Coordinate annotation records
☆ ☆ ☆ ☆ ☆

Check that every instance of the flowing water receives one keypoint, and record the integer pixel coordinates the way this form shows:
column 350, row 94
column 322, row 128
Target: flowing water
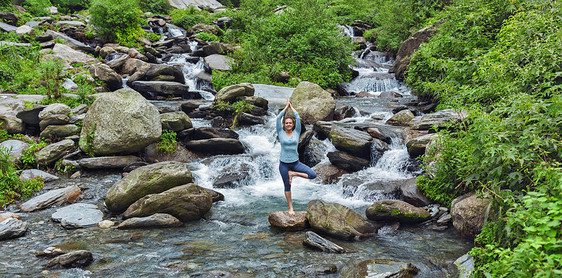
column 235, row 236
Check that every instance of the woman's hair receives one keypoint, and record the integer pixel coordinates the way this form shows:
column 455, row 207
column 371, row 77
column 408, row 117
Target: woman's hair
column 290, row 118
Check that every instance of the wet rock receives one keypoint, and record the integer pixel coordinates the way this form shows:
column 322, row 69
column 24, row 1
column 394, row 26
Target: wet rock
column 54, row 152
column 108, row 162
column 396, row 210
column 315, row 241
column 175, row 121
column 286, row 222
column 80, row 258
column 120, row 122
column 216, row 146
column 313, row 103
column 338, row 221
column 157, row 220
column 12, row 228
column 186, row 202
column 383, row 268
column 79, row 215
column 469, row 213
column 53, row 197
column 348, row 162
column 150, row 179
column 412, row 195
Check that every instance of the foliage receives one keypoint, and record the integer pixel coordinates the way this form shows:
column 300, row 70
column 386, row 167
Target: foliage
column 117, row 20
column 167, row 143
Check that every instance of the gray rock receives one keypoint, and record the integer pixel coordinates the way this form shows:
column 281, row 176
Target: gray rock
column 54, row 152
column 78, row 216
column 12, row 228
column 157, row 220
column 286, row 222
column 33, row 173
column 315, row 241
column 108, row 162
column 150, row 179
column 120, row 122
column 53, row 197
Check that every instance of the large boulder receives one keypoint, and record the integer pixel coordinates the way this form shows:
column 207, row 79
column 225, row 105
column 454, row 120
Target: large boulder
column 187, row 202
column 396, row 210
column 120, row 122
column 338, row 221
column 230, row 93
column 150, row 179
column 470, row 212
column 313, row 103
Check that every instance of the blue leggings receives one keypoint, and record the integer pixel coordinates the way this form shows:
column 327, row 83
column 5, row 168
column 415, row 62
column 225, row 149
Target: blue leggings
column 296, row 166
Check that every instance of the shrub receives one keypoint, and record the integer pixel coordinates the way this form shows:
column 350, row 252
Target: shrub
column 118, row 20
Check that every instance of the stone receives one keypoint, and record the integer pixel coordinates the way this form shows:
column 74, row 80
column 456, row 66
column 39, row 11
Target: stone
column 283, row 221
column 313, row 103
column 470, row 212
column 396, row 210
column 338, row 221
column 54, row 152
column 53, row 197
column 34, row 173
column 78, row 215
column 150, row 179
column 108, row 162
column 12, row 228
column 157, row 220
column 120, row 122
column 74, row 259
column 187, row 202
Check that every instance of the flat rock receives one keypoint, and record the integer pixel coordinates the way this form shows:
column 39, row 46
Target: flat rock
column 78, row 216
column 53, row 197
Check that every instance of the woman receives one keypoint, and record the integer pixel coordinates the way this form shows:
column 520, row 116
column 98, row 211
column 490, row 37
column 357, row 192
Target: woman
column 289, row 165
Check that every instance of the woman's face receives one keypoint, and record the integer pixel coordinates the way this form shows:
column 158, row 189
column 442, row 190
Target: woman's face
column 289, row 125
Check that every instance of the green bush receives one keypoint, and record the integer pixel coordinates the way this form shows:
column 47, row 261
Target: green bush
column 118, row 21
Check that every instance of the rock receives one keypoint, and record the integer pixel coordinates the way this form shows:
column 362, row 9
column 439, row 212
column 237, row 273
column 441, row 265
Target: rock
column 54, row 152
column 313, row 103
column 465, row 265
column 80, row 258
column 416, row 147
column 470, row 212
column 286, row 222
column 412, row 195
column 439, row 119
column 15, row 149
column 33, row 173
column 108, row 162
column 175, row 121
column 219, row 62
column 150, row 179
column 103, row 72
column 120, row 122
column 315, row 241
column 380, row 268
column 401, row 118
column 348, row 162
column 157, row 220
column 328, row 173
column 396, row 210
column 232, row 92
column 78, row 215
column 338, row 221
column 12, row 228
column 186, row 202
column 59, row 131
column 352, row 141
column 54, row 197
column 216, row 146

☆ ☆ ☆ ☆ ☆

◆ WHAT IS NEEDED
Lay out the stretch of the material above, from the line containing "Check that every instance of the woman's hair" through the line containing "column 290, row 118", as a numbered list with blank lines omitted.

◆ IN RESPONSE
1. Check that every instance of the woman's hair receives one keypoint, and record the integer pixel coordinates the way this form shows:
2. column 455, row 207
3. column 371, row 77
4. column 408, row 117
5. Target: woman's hair
6. column 290, row 118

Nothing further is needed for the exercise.